» **Passage**:

# Lame attempt to fluff us up for an atm withdrawal tax



## z104 (3 Sep 2010)

I thought it was lame of Dermot Ahern to link the free use of cash machines to withdraw your money and the abduction of bank staff.

He basically said that banks hold money so people can use the atm machine to withdraw cash instead of using credit cards of laser cards to pay for items.


I get the feeling he was fluffing us up to expect a new atm withdrawal tax but using a discusting exuse.


----------



## colin79ie (3 Sep 2010)

Don't we already pay a tax on our 'ATM' cards?

Also, aren't we charged a fee by the bank for each withdrawl?

So rather than the banks holding large amounts of cash for 'our cash withdrawl needs' (apparently we are the biggest cash users in Europe), we should not put money into banks in case we need a bit of cash back out again?

(Point placement records)
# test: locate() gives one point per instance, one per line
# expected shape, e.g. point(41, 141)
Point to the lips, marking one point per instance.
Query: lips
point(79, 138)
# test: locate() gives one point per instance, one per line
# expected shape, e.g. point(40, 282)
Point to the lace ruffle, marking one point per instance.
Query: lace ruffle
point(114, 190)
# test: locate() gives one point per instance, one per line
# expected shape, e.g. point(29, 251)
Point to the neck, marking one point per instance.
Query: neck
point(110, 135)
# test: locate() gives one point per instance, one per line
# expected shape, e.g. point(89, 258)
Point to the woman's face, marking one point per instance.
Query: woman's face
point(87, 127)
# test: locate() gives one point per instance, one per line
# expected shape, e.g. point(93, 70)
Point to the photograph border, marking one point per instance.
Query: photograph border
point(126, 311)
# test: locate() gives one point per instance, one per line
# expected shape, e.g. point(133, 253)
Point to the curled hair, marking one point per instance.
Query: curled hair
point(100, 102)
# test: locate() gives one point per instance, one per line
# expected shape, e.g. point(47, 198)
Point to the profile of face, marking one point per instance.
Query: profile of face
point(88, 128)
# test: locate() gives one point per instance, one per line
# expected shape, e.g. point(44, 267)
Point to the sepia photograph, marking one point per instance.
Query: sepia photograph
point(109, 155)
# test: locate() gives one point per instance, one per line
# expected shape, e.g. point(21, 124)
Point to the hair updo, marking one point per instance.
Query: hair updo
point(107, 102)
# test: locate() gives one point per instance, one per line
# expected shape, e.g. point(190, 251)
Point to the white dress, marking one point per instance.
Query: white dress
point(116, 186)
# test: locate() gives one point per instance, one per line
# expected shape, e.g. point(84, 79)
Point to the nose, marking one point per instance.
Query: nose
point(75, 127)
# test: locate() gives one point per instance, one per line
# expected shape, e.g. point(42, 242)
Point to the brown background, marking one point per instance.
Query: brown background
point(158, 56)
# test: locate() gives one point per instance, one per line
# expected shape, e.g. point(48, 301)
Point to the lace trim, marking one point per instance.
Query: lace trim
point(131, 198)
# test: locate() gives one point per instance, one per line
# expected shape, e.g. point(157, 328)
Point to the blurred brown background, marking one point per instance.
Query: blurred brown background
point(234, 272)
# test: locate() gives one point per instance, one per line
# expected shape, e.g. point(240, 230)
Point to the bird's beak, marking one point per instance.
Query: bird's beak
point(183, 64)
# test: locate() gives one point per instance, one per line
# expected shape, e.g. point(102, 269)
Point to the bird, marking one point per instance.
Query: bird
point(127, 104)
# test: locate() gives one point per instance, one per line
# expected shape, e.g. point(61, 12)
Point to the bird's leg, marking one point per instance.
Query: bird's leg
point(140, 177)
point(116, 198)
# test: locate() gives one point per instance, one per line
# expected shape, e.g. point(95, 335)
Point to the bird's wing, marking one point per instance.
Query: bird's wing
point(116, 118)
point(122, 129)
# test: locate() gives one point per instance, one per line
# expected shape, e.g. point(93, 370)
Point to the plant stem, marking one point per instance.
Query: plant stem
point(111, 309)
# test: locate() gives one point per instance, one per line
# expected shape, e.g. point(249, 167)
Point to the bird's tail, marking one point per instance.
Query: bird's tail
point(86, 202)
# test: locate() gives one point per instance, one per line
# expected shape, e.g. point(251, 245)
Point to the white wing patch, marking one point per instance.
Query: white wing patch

» **Required task 1**: Please say whether each statement agrees with the ATM thread, answering yes or no and quoting the words that decide it: (a) The first post says Dermot Ahern linked free use of cash machines to the abduction of bank staff. (b) The reply claims we are the smallest users of cash in Europe. (c) The reply asks whether the bank charges a fee for each withdrawal.
» **Required task 2**: Revise the part of the ATM thread that begins at "# Lame attempt" and stops after "a discusting exuse.", putting "cash machine" in place of "atm machine".

» **Reply 1**:
(a) Yes: "link the free use of cash machines to withdraw your money and the abduction of bank staff"
(b) No: "apparently we are the biggest cash users in Europe"
(c) Yes: "aren't we charged a fee by the bank for each withdrawl?"

» **Reply 2**:
# Lame attempt to fluff us up for an atm withdrawal tax



## z104 (3 Sep 2010)

I thought it was lame of Dermot Ahern to link the free use of cash machines to withdraw your money and the abduction of bank staff.

He basically said that banks hold money so people can use the cash machine to withdraw cash instead of using credit cards of laser cards to pay for items.


I get the feeling he was fluffing us up to expect a new atm withdrawal tax but using a discusting exuse.